• _What you are asked to do_
Reproduce every record exactly as given.
[[ Dataset excerpts, beginning ]]
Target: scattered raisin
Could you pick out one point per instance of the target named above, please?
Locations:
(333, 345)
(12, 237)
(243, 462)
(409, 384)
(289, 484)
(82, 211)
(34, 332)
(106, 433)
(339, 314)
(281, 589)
[[ Dataset excerpts, end ]]
• _Finished task_
Target: scattered raisin
Could you pick out one point per instance of the target named above, please?
Locations:
(333, 345)
(12, 237)
(243, 462)
(409, 384)
(289, 484)
(82, 211)
(34, 332)
(106, 433)
(339, 314)
(281, 589)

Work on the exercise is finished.